READING PASSAGE =
- - - - - - -
State legislatures must now amend their sentencing laws to comply with Miller, and state courts are scrambling to determine how to apply it to their populations of juvenile lifers. Does Miller apply retroactively to sentences handed down before the Supreme Court’s ruling? If so, should each person be entitled to his own individual resentencing? Should states make a blanket change, commuting all juvenile lifers’ mandatory sentences to life with the possibility of parole? These questions will get answered, piecemeal, in the coming years, as prosecutors, defense attorneys, legislatures and individual inmates battle them out state by state.
Going forward, some states are experimenting with alternate sentencing options such as a “blended sentence,” which allows a judge to sentence a child to the juvenile system and suspend the “adult” portion of his sentence until he’s 21. At that point the judge can see what progress the child has made and decide what portion, if any, of the remainder of his sentence he must serve in adult prison.
Judge Mester didn’t have that option more than 20 years ago when he sentenced Jennifer Pruitt. From his two available options, he chose the adult sentence, mandatory life without parole, over the juvenile one, three years. But he now looks at who Jennifer has become and wishes he had made a different choice.
“I think the Jennifer Pruitt case, more than any of the other felony murders I’d had previously, brought home to me that this is not the way our justice system should operate,” he says. Mester’s voice caught with emotion when I told him that Carl Heichel had forgiven Jennifer and asked for her to have a second chance. “Will you thank him for me?” Mester asked. “We humans do a lot of stupid and bad things. And the one thing that helps us move on is the sense that there is an atoning for the crime. And forgiveness from the victim — that creates a better civilization.”
Now retired, Mester says he no longer feels comfortable with treating felony murder and first-degree murder the same for sentencing purposes, and he feels that everyone — even those who committed the most heinous of crimes — deserves a chance at parole.
- - - - - - -
PROVIDED RECORDS =
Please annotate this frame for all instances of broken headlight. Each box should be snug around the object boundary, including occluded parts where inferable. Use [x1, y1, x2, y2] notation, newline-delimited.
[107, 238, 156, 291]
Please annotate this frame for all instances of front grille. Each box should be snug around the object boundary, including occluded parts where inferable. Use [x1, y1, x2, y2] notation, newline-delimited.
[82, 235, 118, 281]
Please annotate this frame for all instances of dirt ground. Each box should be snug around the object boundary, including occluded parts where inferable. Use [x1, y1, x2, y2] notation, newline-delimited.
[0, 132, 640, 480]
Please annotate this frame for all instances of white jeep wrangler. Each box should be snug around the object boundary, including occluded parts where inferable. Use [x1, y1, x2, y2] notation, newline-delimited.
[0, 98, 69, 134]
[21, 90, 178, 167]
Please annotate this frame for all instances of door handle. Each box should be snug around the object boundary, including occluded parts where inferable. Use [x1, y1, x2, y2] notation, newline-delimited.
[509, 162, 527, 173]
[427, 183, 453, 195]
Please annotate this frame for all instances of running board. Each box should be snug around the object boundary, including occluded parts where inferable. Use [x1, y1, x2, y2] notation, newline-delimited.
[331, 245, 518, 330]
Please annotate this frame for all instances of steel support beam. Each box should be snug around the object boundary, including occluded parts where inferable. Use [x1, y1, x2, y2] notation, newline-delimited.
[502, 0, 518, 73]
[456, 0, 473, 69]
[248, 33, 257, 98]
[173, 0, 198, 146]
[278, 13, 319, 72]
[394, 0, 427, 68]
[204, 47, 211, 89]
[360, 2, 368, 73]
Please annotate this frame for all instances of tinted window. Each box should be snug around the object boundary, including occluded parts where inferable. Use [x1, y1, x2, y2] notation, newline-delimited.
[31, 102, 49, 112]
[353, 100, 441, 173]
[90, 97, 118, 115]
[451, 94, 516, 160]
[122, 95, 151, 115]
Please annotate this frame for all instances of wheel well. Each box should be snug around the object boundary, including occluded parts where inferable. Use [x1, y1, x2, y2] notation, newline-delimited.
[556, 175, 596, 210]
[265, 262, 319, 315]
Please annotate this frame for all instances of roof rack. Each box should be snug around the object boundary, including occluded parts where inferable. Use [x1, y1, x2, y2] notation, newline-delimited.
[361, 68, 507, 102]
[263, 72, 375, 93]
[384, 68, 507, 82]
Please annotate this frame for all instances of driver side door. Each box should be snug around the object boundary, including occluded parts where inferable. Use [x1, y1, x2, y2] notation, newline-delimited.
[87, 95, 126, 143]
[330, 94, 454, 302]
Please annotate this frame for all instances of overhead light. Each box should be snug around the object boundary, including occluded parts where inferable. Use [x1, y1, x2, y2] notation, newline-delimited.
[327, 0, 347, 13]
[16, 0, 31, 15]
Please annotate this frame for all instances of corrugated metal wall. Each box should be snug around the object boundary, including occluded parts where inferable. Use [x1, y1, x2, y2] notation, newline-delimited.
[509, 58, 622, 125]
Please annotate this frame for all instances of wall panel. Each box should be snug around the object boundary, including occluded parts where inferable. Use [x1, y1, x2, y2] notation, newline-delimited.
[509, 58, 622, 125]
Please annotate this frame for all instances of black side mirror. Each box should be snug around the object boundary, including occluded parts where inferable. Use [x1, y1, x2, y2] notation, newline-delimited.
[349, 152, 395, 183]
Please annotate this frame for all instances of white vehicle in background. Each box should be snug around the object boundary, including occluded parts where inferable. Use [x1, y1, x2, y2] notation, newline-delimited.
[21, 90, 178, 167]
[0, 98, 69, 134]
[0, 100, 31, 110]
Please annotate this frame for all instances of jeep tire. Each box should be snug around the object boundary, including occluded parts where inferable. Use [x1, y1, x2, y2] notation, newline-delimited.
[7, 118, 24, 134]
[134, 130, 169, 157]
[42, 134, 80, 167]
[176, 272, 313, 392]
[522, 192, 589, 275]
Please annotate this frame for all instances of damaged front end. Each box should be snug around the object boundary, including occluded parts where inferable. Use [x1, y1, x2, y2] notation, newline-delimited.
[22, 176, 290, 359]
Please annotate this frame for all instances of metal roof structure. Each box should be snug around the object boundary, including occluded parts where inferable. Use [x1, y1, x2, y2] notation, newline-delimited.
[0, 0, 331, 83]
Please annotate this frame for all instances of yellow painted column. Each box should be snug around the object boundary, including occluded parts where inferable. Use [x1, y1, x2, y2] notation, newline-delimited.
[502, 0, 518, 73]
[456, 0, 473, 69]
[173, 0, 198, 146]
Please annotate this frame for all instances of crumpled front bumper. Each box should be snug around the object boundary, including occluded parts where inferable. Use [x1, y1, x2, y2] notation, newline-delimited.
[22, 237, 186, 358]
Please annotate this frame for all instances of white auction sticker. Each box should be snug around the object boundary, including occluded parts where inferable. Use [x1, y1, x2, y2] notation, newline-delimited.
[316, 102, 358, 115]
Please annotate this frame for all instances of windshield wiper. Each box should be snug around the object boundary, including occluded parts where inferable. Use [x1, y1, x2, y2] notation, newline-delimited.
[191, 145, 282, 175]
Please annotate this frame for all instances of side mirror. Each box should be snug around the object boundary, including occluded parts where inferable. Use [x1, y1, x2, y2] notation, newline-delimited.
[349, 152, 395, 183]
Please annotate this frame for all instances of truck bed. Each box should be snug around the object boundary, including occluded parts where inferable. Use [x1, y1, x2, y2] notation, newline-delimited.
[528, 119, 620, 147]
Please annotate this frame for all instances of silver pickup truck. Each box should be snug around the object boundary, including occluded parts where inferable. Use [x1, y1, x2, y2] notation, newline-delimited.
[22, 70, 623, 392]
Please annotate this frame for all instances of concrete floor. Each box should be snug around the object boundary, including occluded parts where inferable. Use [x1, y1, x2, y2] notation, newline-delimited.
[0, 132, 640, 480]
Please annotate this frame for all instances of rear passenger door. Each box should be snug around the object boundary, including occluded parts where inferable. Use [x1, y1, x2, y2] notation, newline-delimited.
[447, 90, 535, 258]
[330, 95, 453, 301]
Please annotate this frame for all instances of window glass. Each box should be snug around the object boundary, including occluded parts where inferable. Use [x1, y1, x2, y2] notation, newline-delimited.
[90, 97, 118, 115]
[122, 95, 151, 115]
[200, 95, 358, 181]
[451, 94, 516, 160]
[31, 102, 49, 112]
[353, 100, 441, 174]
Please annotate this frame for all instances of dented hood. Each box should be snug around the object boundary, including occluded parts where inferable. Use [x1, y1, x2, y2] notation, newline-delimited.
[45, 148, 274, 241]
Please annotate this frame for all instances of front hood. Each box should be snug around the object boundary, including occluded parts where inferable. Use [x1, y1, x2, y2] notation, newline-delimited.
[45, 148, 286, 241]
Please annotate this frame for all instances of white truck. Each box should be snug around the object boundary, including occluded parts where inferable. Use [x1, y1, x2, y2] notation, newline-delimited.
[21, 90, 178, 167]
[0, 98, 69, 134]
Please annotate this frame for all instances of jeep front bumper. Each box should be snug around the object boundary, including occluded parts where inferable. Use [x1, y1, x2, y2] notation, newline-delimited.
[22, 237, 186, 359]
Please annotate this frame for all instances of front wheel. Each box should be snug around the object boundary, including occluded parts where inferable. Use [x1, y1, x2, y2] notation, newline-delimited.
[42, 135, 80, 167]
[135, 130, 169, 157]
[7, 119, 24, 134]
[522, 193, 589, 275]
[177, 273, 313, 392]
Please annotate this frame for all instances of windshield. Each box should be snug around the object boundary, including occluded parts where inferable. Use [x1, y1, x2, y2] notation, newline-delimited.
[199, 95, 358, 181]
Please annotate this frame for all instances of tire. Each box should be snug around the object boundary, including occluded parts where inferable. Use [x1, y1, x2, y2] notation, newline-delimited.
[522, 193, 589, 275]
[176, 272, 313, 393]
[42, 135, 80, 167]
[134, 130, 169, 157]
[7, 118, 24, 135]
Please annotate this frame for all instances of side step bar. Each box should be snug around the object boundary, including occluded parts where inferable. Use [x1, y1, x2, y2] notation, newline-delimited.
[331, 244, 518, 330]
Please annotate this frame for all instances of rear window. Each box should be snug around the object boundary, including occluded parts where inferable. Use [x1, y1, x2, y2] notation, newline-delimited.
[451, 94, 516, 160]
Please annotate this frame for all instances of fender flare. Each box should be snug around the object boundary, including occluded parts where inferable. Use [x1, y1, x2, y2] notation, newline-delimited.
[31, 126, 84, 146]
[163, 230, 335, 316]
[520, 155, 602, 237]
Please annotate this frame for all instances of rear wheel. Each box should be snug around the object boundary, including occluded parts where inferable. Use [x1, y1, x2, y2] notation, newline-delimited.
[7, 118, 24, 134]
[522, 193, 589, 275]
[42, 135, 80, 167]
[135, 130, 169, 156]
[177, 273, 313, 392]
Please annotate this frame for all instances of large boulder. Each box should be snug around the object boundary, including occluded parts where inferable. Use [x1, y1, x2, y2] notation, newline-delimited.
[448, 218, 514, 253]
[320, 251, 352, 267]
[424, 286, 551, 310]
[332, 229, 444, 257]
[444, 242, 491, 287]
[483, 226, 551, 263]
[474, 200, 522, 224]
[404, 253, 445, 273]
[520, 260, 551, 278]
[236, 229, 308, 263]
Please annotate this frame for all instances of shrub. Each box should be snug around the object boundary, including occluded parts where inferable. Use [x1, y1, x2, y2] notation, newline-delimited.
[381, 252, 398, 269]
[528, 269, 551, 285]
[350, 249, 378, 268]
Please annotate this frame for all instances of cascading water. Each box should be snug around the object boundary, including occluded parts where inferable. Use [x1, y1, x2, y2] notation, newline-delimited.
- - - - - - -
TASK INSTRUCTIONS =
• A. In the text about juvenile life sentences, which two sentences could Judge Mester choose between for Jennifer Pruitt?
• B. Write the next part of the text about juvenile life sentences, following on from its last paragraph.

TASK-BY-TASK RESULTS =
• A. Mandatory life without parole as an adult or three years as a juvenile.

• B.
Jennifer Pruitt was 27 before it really hit her what a life sentence meant. At first, she says, “I was actually kind of relieved to come to prison. That’s how bad it was at my house.” When her lawyer pressed her, “I kept saying, ‘I get it, I get it,’” she says, “but I don’t think I completely wrapped my whole mind around it.” When she finally did, she vacillated between anger, guilt and shame for what happened.
“Jennifer’s life in prison can be broken down into several components,” her lawyer wrote in a recent motion requesting she be considered for parole. “The first is the ugly component.” The second, she continued, “is a model of strength, courage, and recovery.” Upon coming to prison, Jennifer suffered years of sexual assault by correctional officers. Distraught and afraid, she says, she would lie awake nights and sleep all day.
Still, she gained the strength and courage to testify in 2008 as part of a class-action suit about the abuse. This in turn strengthened her confidence and helped her find her voice (more than 500 women were ultimately awarded $100 million for the systematic abuse, though none of the officers ever faced criminal charges). She has completed more than a dozen mental health programs, obtained her GED and several vocational certifications, and worked full time in the laundry and the kitchen. She serves as a peer mediator in a conflict resolution program that manages disputes among inmates. She mentors juvenile offenders, tries to make them feel understood even as she points out their errors in judgment. “I wanted so bad to be validated,” she says. “That’s what created all this chaos. People think kids want to be right — they just want to be validated. There’s a difference.”
Over the years, Jennifer says, she has come to forgive her father — as much for herself as for him. "I realized that I was taking away from who I am as a person by holding onto the resentments that I had," she says.
Jennifer moved into a special substance-abuse unit as a patient in 2010, but continues to live there now as a mentor and peer counselor. At her graduation from that program, she said, “Today I am freer than I have ever been because I am free on the inside.”
Still, having shared a 10’x12’ cell with two other people for 20 years, Jennifer dreams of space: When she lets herself imagine a life outside prison, it’s in a town with “a lot of fields, a lot of land,” she says — perhaps with a house of her own, a horse, a goat, a car. She’d like to work with kids; apropos of her recent work, “maybe training people to listen.” But whatever she does, Jennifer says, she wants to “fade off. Be in the background.” She looks forward to a day when she can “go where I’m not recognized. I’m known as a juvenile lifer. I’m known as that girl from the lawsuit. I want to be looked at and judged for who I am now.”
Editor’s note: A reference to the strains on the relationship between Jennifer Bishop-Jenkins and Jeanne Bishop has been deleted per additional information from Jennifer Bishop-Jenkins.